YOUR OBJECTIVE:
Reproduce the data below verbatim from the line containing "the night sky." through its final line, and produce nothing more.

┄┄┄┄┄┄┄┄┄┄

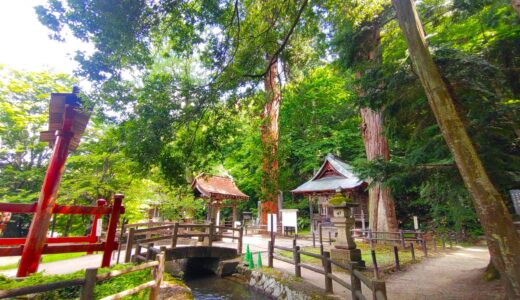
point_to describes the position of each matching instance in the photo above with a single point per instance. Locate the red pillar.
(32, 250)
(110, 244)
(93, 227)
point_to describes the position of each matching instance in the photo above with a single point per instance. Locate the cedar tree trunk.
(381, 204)
(502, 238)
(270, 143)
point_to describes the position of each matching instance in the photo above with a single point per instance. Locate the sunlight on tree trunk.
(516, 6)
(270, 136)
(502, 238)
(381, 204)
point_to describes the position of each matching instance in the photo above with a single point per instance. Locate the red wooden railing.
(88, 243)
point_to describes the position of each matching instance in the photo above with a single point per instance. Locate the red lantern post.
(32, 250)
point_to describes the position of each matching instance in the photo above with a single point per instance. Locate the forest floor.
(454, 275)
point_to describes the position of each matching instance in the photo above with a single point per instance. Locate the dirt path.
(456, 275)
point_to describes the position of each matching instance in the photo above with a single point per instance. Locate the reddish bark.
(502, 238)
(270, 136)
(381, 204)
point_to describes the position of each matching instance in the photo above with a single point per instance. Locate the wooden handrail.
(376, 286)
(41, 288)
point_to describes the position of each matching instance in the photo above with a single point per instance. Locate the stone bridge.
(192, 260)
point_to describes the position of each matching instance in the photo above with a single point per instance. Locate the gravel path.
(456, 275)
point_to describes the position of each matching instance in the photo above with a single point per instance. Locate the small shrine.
(334, 176)
(219, 192)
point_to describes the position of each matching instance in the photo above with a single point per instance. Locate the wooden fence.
(402, 236)
(377, 287)
(88, 283)
(175, 231)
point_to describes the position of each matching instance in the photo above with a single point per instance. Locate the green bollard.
(259, 261)
(248, 254)
(251, 264)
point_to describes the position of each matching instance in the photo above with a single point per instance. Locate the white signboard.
(99, 227)
(275, 221)
(290, 218)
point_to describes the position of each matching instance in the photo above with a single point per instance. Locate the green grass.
(48, 258)
(102, 289)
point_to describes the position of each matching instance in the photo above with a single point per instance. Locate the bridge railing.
(173, 232)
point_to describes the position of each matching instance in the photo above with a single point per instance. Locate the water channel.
(210, 286)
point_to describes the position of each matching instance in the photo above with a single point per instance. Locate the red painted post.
(110, 243)
(93, 227)
(32, 250)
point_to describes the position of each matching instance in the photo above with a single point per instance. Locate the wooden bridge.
(182, 241)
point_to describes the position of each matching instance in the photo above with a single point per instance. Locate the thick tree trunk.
(270, 135)
(516, 6)
(502, 239)
(381, 204)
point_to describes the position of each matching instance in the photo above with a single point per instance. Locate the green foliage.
(104, 289)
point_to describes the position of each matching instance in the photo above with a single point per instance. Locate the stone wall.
(280, 285)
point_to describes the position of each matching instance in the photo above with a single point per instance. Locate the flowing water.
(214, 287)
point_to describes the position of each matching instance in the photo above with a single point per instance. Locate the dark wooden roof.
(217, 188)
(334, 174)
(56, 111)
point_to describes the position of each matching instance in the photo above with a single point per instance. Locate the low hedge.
(103, 289)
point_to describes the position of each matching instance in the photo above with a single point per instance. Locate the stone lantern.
(344, 250)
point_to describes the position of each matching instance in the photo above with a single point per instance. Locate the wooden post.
(412, 251)
(137, 252)
(270, 254)
(110, 243)
(93, 227)
(272, 228)
(211, 231)
(320, 231)
(355, 283)
(157, 274)
(129, 244)
(396, 257)
(297, 261)
(174, 234)
(149, 248)
(378, 290)
(327, 267)
(374, 262)
(240, 237)
(120, 241)
(425, 247)
(35, 241)
(87, 290)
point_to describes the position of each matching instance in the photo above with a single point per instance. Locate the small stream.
(210, 286)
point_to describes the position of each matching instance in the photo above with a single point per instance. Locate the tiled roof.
(217, 187)
(344, 180)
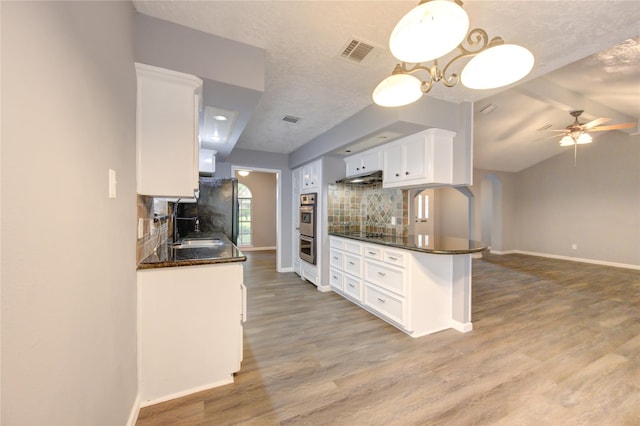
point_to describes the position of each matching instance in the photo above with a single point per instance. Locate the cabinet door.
(393, 164)
(166, 132)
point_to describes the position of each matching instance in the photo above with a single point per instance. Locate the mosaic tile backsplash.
(367, 209)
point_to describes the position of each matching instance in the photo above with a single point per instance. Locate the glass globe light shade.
(584, 138)
(429, 31)
(497, 66)
(397, 90)
(567, 141)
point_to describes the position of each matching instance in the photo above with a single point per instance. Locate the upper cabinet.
(368, 161)
(168, 104)
(422, 159)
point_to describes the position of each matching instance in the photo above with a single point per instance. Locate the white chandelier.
(433, 29)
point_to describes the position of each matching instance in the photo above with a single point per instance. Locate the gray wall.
(263, 206)
(594, 204)
(68, 251)
(554, 204)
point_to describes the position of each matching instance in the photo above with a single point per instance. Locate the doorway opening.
(261, 217)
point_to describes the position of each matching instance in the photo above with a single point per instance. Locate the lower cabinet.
(189, 329)
(399, 286)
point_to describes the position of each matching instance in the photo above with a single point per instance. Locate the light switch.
(112, 183)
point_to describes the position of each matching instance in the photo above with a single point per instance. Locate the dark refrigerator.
(216, 210)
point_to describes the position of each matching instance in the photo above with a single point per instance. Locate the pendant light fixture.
(433, 29)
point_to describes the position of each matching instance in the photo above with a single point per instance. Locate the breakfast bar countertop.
(167, 255)
(421, 243)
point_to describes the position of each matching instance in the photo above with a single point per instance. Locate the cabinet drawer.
(335, 259)
(335, 279)
(392, 307)
(395, 258)
(353, 287)
(385, 276)
(353, 247)
(335, 242)
(352, 265)
(373, 252)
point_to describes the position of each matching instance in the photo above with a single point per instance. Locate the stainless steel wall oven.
(307, 214)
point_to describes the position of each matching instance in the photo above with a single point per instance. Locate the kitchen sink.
(199, 242)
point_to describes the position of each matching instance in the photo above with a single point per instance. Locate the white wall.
(68, 251)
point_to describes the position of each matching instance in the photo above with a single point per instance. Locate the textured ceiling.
(306, 78)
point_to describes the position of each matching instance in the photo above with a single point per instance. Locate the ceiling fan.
(576, 132)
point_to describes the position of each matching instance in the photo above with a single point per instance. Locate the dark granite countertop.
(422, 243)
(167, 256)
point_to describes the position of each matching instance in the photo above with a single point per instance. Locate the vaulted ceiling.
(587, 57)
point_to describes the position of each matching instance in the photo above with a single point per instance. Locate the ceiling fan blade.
(595, 122)
(612, 127)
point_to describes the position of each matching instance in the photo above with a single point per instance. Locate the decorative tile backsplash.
(155, 230)
(367, 209)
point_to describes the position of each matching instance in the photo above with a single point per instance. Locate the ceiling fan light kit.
(433, 29)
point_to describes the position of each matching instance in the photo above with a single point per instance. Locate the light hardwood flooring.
(554, 343)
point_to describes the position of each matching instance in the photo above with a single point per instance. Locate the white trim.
(247, 248)
(135, 412)
(462, 327)
(569, 258)
(187, 392)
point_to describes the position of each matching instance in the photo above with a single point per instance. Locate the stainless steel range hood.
(368, 178)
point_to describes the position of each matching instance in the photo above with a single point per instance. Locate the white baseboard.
(462, 327)
(134, 413)
(570, 258)
(186, 392)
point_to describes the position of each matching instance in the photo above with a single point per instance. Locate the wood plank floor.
(554, 343)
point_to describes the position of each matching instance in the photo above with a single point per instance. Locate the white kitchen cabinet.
(189, 329)
(311, 176)
(368, 161)
(167, 147)
(424, 158)
(418, 293)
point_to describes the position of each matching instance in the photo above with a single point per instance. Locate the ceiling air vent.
(359, 52)
(291, 119)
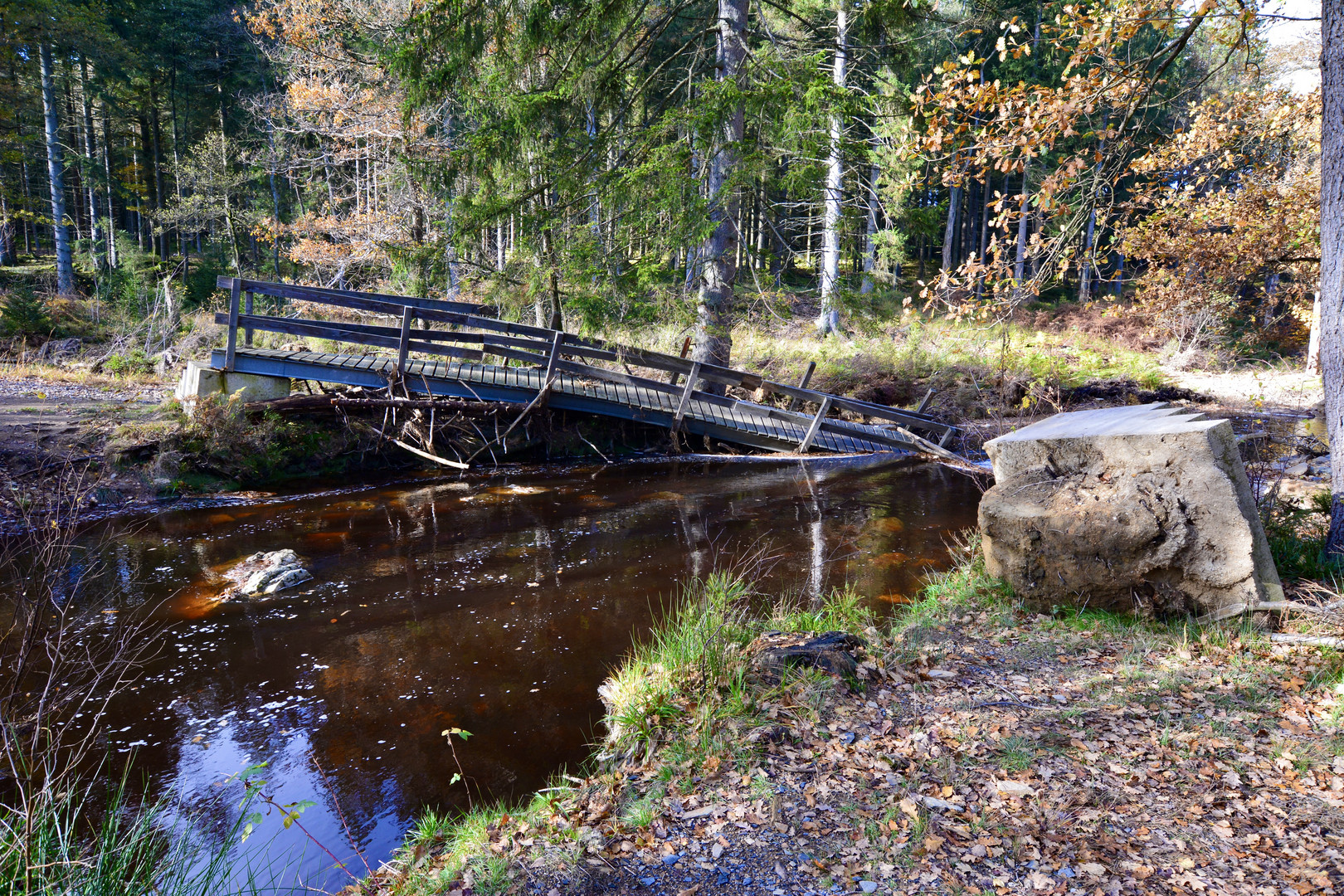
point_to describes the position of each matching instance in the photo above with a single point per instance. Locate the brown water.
(494, 603)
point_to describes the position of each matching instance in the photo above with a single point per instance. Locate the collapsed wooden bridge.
(535, 364)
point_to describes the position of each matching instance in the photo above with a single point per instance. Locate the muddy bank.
(976, 748)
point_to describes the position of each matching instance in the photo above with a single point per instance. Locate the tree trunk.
(156, 132)
(1085, 264)
(6, 234)
(95, 240)
(949, 236)
(56, 173)
(718, 271)
(869, 247)
(1332, 257)
(830, 319)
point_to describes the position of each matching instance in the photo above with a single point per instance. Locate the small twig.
(589, 444)
(1308, 640)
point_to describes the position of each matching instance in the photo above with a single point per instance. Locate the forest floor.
(979, 748)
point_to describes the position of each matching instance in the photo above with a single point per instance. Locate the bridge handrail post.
(802, 383)
(691, 379)
(231, 345)
(553, 359)
(403, 343)
(816, 426)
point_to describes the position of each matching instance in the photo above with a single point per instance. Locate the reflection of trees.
(414, 657)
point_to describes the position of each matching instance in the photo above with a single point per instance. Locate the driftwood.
(1308, 640)
(427, 455)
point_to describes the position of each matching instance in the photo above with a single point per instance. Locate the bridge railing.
(542, 348)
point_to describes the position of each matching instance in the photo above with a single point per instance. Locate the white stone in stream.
(1129, 508)
(199, 381)
(275, 570)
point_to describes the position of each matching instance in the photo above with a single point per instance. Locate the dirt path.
(50, 426)
(1253, 390)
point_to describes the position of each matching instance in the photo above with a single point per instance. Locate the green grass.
(1016, 752)
(973, 370)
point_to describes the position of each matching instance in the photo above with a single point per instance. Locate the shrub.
(24, 314)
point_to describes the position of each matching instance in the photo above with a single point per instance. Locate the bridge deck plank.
(739, 416)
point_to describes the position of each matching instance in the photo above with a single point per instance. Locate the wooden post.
(554, 358)
(816, 425)
(686, 349)
(802, 383)
(686, 395)
(231, 347)
(405, 342)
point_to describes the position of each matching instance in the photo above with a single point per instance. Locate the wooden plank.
(403, 340)
(867, 409)
(231, 347)
(802, 383)
(323, 295)
(387, 338)
(816, 426)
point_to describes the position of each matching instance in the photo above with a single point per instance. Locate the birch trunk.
(1020, 266)
(56, 173)
(1332, 257)
(718, 271)
(830, 319)
(869, 249)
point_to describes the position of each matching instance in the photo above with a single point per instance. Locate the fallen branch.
(426, 405)
(1308, 640)
(427, 455)
(499, 440)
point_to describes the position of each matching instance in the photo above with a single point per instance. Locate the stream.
(494, 602)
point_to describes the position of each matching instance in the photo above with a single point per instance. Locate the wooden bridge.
(533, 362)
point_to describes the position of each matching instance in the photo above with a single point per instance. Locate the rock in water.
(1127, 508)
(774, 652)
(268, 572)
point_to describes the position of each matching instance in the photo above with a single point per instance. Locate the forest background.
(628, 162)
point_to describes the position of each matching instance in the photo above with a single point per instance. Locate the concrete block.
(1140, 508)
(199, 381)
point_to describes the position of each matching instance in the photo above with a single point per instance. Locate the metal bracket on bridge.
(231, 347)
(405, 343)
(802, 383)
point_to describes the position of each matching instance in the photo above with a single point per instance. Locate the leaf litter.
(986, 751)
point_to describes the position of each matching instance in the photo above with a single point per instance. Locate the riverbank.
(113, 418)
(973, 748)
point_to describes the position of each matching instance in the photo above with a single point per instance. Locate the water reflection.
(492, 603)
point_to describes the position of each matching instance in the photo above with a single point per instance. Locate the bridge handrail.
(537, 338)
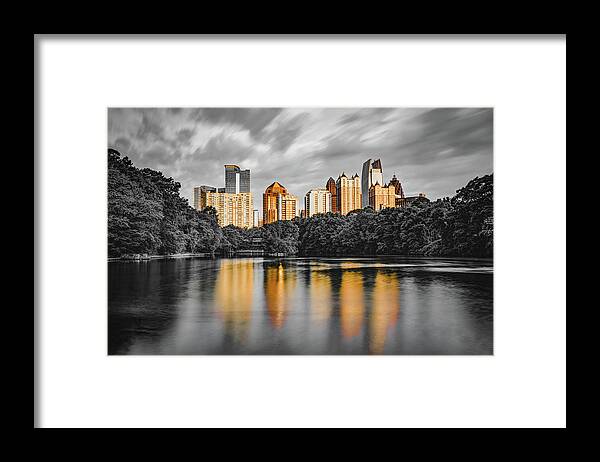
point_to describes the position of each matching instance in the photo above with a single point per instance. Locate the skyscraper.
(278, 204)
(330, 186)
(255, 218)
(381, 197)
(348, 193)
(372, 173)
(236, 180)
(317, 201)
(232, 209)
(400, 199)
(197, 191)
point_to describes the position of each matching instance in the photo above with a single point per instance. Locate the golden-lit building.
(348, 193)
(400, 199)
(330, 186)
(278, 204)
(316, 201)
(232, 209)
(381, 197)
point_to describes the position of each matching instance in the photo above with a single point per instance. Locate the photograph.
(300, 231)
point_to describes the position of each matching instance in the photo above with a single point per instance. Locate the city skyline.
(302, 148)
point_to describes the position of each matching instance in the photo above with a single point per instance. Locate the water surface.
(309, 306)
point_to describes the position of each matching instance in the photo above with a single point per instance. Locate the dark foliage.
(146, 214)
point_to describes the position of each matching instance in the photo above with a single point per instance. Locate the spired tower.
(278, 204)
(372, 173)
(400, 199)
(330, 186)
(236, 179)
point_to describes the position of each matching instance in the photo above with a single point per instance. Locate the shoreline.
(289, 257)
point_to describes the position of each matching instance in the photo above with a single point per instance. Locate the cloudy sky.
(435, 151)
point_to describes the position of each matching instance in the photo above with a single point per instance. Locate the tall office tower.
(255, 218)
(330, 186)
(381, 197)
(400, 199)
(278, 204)
(372, 173)
(348, 193)
(232, 209)
(236, 180)
(197, 191)
(317, 201)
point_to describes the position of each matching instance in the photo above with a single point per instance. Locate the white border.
(523, 384)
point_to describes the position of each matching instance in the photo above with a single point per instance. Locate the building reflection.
(279, 288)
(233, 296)
(384, 312)
(352, 304)
(320, 296)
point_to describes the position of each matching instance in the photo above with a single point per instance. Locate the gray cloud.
(435, 151)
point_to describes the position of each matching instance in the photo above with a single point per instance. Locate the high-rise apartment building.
(348, 193)
(232, 209)
(236, 180)
(278, 204)
(317, 201)
(381, 197)
(197, 192)
(330, 186)
(255, 218)
(372, 173)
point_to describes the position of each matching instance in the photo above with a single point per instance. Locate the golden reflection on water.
(384, 312)
(320, 296)
(279, 288)
(352, 304)
(233, 295)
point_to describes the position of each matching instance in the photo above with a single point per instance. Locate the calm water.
(300, 306)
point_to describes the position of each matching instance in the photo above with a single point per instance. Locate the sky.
(430, 150)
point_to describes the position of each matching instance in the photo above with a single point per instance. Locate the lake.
(304, 306)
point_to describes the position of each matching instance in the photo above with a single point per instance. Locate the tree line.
(146, 214)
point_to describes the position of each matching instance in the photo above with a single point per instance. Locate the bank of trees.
(146, 214)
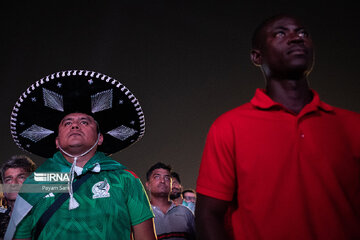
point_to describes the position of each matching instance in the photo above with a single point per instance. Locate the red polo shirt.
(294, 176)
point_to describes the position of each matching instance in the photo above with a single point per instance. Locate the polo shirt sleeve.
(138, 203)
(217, 169)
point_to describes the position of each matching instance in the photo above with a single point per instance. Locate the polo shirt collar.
(263, 101)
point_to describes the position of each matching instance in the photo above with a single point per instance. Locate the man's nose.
(295, 38)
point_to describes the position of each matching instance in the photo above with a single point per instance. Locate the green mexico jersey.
(111, 201)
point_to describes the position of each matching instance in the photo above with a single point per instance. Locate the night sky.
(186, 61)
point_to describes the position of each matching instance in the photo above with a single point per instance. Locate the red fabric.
(294, 176)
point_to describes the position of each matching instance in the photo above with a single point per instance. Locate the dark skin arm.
(209, 218)
(145, 230)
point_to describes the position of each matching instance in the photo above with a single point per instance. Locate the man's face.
(77, 132)
(159, 183)
(14, 176)
(287, 48)
(176, 187)
(189, 197)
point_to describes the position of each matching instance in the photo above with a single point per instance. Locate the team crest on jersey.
(101, 189)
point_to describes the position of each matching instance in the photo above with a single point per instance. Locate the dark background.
(186, 61)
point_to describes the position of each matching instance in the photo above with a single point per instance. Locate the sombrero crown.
(36, 115)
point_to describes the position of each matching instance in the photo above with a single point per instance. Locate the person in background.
(172, 221)
(289, 161)
(75, 128)
(13, 173)
(175, 194)
(189, 196)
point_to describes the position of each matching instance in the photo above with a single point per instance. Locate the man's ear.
(57, 142)
(101, 139)
(255, 57)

┄┄┄┄┄┄┄┄┄┄

ANSWER SPACE:
point_to describes the position of each matching instance in the photo above with a single point per instance. Locate the night sky.
(186, 61)
point_to describes the position of each matching instance in the photo above with a single point per instance. Locate the red fabric.
(294, 176)
point_to describes the position of each matching instance in the photo above with a single point per instance. Locate the dark skin arm.
(209, 218)
(145, 230)
point_to describes the position of each matching instance in the photo above with a single point per instance. Locate the man's face.
(77, 132)
(159, 183)
(14, 176)
(287, 48)
(176, 187)
(189, 197)
point_to describes the position of each matching instance in the photo above with a single point per instance. Locate the team crest on jersey.
(101, 189)
point_to describes the position of each matching instance in the photo above with a single point per instance. Locate the dark background.
(186, 61)
point_to describes the position of each matching instance in the photo above with a single point per instance. Locate the sombrero crown.
(36, 115)
point_to describes the position of each matching instance in the photo above with a single point per instance. Locate the person in background.
(172, 221)
(289, 161)
(75, 128)
(13, 173)
(175, 194)
(189, 196)
point_to describes the position of each matching instance in the photo above with a single point per instance. Locate the man's ear.
(57, 142)
(101, 139)
(255, 57)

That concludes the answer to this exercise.